* **Your goal**
Please, could you print all the lines below exactly, leaving out the pictures?

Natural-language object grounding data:
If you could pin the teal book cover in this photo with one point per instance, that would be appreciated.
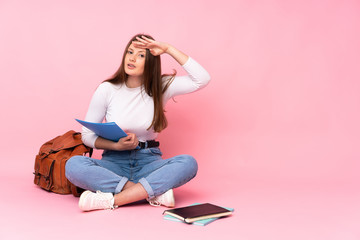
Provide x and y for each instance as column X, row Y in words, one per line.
column 203, row 222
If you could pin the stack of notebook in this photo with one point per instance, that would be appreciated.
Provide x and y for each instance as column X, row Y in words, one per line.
column 197, row 214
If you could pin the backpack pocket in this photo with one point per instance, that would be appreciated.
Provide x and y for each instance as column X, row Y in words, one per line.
column 44, row 172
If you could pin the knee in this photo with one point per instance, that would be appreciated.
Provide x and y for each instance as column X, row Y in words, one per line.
column 191, row 164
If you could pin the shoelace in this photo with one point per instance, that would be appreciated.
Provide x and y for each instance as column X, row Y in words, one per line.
column 103, row 200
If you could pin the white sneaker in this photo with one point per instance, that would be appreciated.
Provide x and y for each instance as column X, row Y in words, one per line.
column 93, row 201
column 166, row 199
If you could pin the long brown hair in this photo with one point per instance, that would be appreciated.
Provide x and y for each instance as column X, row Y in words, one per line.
column 153, row 83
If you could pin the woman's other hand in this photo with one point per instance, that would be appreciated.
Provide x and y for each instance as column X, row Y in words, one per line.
column 129, row 142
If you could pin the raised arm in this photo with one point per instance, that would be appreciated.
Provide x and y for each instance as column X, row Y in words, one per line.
column 197, row 76
column 157, row 48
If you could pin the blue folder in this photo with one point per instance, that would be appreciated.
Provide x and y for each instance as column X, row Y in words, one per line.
column 110, row 130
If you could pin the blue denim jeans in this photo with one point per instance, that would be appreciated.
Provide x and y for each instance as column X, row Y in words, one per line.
column 144, row 166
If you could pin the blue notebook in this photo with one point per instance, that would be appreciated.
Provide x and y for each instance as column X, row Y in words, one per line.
column 110, row 130
column 200, row 222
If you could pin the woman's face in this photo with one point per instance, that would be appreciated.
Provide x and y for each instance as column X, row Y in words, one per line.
column 135, row 61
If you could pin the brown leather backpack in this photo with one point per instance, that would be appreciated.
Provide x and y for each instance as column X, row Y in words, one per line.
column 51, row 160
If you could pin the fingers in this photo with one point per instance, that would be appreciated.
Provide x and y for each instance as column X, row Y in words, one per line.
column 143, row 40
column 131, row 141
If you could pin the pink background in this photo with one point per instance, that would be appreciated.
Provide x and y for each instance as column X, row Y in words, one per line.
column 276, row 133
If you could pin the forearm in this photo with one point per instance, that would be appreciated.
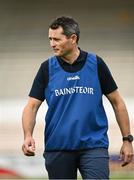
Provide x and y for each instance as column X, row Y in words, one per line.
column 122, row 118
column 28, row 121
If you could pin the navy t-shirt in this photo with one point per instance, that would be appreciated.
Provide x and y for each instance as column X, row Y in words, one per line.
column 41, row 80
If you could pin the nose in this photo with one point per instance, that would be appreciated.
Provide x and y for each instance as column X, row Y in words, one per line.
column 52, row 43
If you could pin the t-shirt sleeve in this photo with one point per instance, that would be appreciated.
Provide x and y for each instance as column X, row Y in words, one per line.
column 106, row 79
column 40, row 82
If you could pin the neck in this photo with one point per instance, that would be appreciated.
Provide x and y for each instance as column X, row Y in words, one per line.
column 71, row 56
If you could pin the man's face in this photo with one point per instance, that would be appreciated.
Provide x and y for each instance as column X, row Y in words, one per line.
column 60, row 43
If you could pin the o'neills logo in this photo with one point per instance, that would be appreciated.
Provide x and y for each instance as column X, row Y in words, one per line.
column 73, row 78
column 74, row 90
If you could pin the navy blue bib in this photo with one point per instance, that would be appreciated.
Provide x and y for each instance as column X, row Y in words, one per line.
column 75, row 118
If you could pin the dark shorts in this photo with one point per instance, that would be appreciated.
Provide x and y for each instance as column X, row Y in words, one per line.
column 92, row 164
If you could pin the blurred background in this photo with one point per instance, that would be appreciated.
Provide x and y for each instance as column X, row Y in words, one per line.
column 107, row 29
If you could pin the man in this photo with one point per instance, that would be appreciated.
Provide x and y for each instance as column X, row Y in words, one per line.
column 73, row 82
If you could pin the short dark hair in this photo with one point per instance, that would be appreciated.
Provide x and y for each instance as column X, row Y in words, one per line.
column 69, row 25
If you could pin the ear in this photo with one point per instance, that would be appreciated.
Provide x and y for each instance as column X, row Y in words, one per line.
column 73, row 38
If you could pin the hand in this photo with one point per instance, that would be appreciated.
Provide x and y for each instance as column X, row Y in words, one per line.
column 126, row 153
column 28, row 146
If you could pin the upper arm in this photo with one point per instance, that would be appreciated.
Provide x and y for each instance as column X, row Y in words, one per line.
column 33, row 104
column 106, row 79
column 115, row 98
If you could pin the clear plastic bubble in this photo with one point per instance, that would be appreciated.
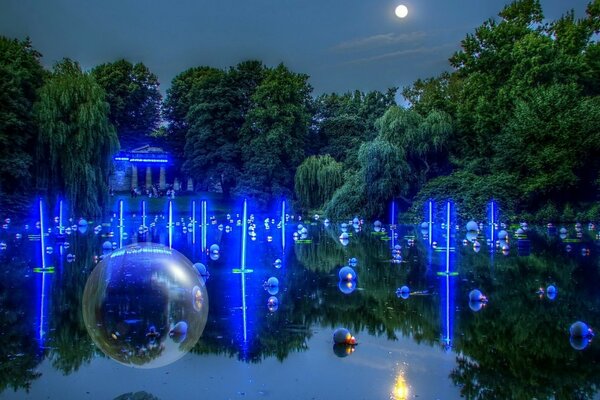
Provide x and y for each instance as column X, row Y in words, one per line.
column 145, row 305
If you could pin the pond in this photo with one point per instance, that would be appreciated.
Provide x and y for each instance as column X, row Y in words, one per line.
column 427, row 341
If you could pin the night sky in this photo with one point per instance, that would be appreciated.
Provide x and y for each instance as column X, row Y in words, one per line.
column 342, row 45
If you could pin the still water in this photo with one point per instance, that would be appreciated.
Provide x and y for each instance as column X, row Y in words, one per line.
column 429, row 343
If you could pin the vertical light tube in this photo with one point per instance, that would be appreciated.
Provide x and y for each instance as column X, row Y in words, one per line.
column 244, row 234
column 120, row 223
column 430, row 222
column 204, row 227
column 170, row 224
column 60, row 217
column 448, row 237
column 194, row 222
column 283, row 225
column 43, row 246
column 144, row 212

* **Exercise solution**
If you could pin the teal book cover in this photo with one point per instance, that would be appreciated.
Provide x and y for each instance as column X, row Y in words, one per line.
column 203, row 222
If you could pin the stack of notebook in this photo with one point per instance, that would be appreciated.
Provide x and y for each instance as column X, row Y in words, one per line.
column 197, row 214
If you could pin the backpack pocket in this photo with one point per instance, that would be appreciated.
Provide x and y for each instance as column X, row Y in words, one per line.
column 44, row 172
If you could pin the knee in this photo with one point per instance, that would be appreciated.
Provide x and y for each instance as column X, row Y in words, one per line.
column 191, row 164
If you could pin the shoelace in this photo with one point per instance, that would be appreciated.
Provide x and y for each instance as column X, row Y in words, one per line.
column 103, row 200
If you could pin the white sneaker in this photo with one point per instance, that would be appreciated.
Provide x and y for each instance as column X, row Y in words, one per line.
column 93, row 201
column 166, row 199
If you could pin the long brown hair in this photo with one point per instance, that would be appreciated.
Provide x and y for each instance as column X, row Y in words, one per line.
column 153, row 83
If you could pin the woman's other hand in this photo with one point per instance, that would be appreciated.
Provide x and y for each instance as column X, row Y in words, one per line.
column 129, row 142
If you could pin the raised arm in this photo with one point per instance, that would be appreciated.
Provide x and y for each instance as column X, row Y in words, one per line.
column 197, row 76
column 157, row 48
If you could pin the blue folder in this photo with one point per instance, that would be appreciated.
Provide x and y for each instance as column X, row Y in words, one per line.
column 110, row 130
If you could pin the blue denim jeans in this photo with one point per instance, that would be appreciated.
Provide x and y for each instance as column X, row Y in words, one per line.
column 144, row 166
If you could pin the blue notebook in this photo with one point per instance, that would be appreciated.
Provide x and y for each instance as column X, row Y in words, one per line.
column 110, row 130
column 200, row 222
If you could pin the woman's face in this photo with one point per instance, that would be appreciated.
Provide x and y for each instance as column X, row Y in words, one per line.
column 135, row 61
If you could pin the brown leather backpack in this photo with one point per instance, that would be appreciated.
Provide x and y for each instance as column X, row Y in words, one per line.
column 51, row 160
If you could pin the fingers in this photo with one point per instance, that would be appreciated.
Provide x and y for each instance as column X, row Y in words, one per line.
column 143, row 40
column 131, row 141
If you could pin the pink background in this photo with one point per instance, that would be appreciated.
Provide x and y for each instance as column X, row Y in words, one per line.
column 276, row 133
If you could pin the forearm in this photo with one point per instance, that would be appreciated.
Provide x and y for each instance as column X, row Y in words, one per line.
column 122, row 118
column 28, row 121
If you could pin the navy t-shirt in this photo with one point per instance, that would be appreciated.
Provide x and y for each instance as column X, row Y in words, one per line.
column 41, row 80
If you could pin the nose in this photo with one point per instance, that would be appreciated.
Provide x and y for each instance as column X, row Y in words, one per line.
column 52, row 43
If you could pin the t-shirt sleeve in this photo with one point per instance, that would be appreciated.
Provide x and y for each instance as column X, row Y in words, one per line.
column 106, row 79
column 40, row 82
If you could pin the neck in this photo with one point per instance, that would be appreciated.
Provide x and y for each instance as column X, row Y in words, one per line.
column 71, row 56
If you could pin the man's face in this photo with one point per instance, that would be appreciated.
Provide x and y for each instance as column X, row Y in words, one per line.
column 60, row 43
If you could pin the o'neills logo in this photo with one point per instance, that would be appreciated.
Provide x and y for each instance as column X, row Y in words, one per line.
column 73, row 78
column 74, row 90
If you could pin the navy blue bib in this photo with one point per instance, that would be appreciated.
Provide x and y for each instance as column X, row Y in words, one per line.
column 75, row 118
If you could pin the dark shorts in this photo with one point per instance, that would be appreciated.
Provide x and y for each instance as column X, row Y in words, one per line.
column 92, row 164
If you could pin the blurred background in this photo with one point per instance, that would be appreciated.
Provide x and y for each instance as column X, row Y in words, one per line.
column 107, row 29
If you could pin the man in this photo with one point per instance, that would be appreciated.
Provide x and y for each instance as column X, row Y in words, one per line.
column 73, row 82
If you could pin the short dark hair in this photo with one point per instance, that would be appreciated.
Provide x and y for each instance as column X, row Y in words, one per line.
column 69, row 25
If you could pin the ear in this photo with one point per instance, that would be appreciated.
Provide x and y for each instance as column X, row Y in words, one per line.
column 73, row 38
If you could pin the hand in this photo with one point per instance, that would be appreciated.
Provide x and y for each instance as column X, row Y in words, one per line.
column 126, row 153
column 28, row 146
If you could pin the upper arm in this photo with one point per instance, that would be appreciated.
Provide x and y for each instance as column X, row Y in words, one per line.
column 33, row 104
column 106, row 79
column 115, row 98
If you could pin the clear plastic bubble in this photo with one point per instance, that would be appreciated.
Provide x and y for each instance as column X, row Y in words, one per line.
column 145, row 305
If you could pin the pond in this photo with one point per instance, that would be appreciated.
Provide x and y for each instance as column X, row Y in words, one per line.
column 427, row 341
If you could pin the night sky in this photo with one point per instance, that would be appreciated.
Provide x and y for each instance as column X, row Y in words, one per line.
column 342, row 45
If you could pin the still water in this photo with one point per instance, that would be appreciated.
Provide x and y for each instance as column X, row Y in words, one per line.
column 429, row 343
If you could pin the vertical light tube in this photo with one point per instance, that would be appreciated.
Provide x and y for each instance as column X, row Y in words, one per line.
column 244, row 234
column 120, row 223
column 430, row 222
column 204, row 227
column 170, row 224
column 60, row 217
column 448, row 237
column 194, row 222
column 283, row 225
column 43, row 246
column 144, row 212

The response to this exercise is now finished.